- _STORED ROWS_:
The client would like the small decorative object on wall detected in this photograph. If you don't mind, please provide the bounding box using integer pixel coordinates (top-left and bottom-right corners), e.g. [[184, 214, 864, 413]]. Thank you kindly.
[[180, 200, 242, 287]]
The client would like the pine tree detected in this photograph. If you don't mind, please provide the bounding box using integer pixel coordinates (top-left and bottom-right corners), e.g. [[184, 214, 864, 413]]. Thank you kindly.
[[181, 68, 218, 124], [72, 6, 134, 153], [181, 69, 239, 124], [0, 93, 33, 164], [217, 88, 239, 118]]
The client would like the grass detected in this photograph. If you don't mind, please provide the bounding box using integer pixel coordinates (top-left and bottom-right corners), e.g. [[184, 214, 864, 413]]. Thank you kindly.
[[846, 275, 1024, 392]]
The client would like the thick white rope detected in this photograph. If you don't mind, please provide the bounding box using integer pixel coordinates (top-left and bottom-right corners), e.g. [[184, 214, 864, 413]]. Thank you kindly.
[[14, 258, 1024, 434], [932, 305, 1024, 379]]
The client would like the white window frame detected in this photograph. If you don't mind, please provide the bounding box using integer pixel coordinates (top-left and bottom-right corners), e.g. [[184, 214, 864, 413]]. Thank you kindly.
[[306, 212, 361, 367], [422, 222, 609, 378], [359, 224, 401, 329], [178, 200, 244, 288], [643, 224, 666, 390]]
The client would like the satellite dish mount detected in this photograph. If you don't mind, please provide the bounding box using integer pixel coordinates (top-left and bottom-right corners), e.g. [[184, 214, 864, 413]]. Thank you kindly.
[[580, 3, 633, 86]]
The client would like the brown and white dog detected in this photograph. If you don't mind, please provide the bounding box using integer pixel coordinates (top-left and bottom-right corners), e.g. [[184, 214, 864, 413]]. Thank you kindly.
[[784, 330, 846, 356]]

- _WHAT IS EXPECTED_:
Rewrite the lines above as a numbered list, omitting any blank lines.

- _IN RESPONSE_:
1. The client would like the small decorative object on wall detected in this photograph. If you don't mind, please provide the bounding box using integer pixel coordinates (top-left and bottom-right corners), e.g. [[184, 214, 864, 413]]. Thank you kindly.
2. [[180, 200, 242, 287]]
3. The client would like the pine tree detected in this photograph. If you don't mind, please provide the bounding box using integer pixel coordinates (top-left and bottom-right corners), e.g. [[184, 214, 864, 413]]. Thank you kindly.
4. [[181, 68, 218, 124], [72, 6, 134, 153], [181, 69, 239, 124], [0, 93, 33, 164], [217, 88, 239, 118]]
5. The client would like the grass detected in this photograph. If you don't mind, please provide the bounding box using integer pixel coordinates (top-left and bottom-right corners), e.g. [[184, 214, 864, 413]]. Thank you kindly.
6. [[846, 275, 1024, 392]]
7. The client would like the thick white rope detected in this photograph. If you don't mind, please provide the bounding box using integer pixel coordinates (top-left and bottom-right corners), e.g. [[184, 214, 864, 413]]. Thank you kindly.
8. [[14, 258, 1024, 434], [932, 305, 1024, 379]]
9. The client would like the white window frame detected in this photograph. If you don't mind, please provide the bounding box using integer pixel coordinates (top-left and bottom-right corners), e.g. [[184, 214, 864, 413]]. Thank you kindly.
10. [[306, 212, 361, 367], [422, 222, 609, 378], [359, 224, 401, 329], [178, 200, 244, 288], [643, 224, 666, 390]]
11. The client would like the satellite dish mount detected in this photograph. If you don't mind, please provide the bounding box using integer pixel coordinates (top-left and bottom-right corners), e.g. [[184, 214, 864, 413]]. Thank you kindly.
12. [[580, 3, 633, 86]]
13. The client would like the brown and white dog detected in this photograph. If you don't mind, please provide the bounding box using integer pixel coordinates (top-left and bottom-right corners), e.g. [[184, 214, 864, 413]]. Thank you kindly.
14. [[784, 330, 846, 356]]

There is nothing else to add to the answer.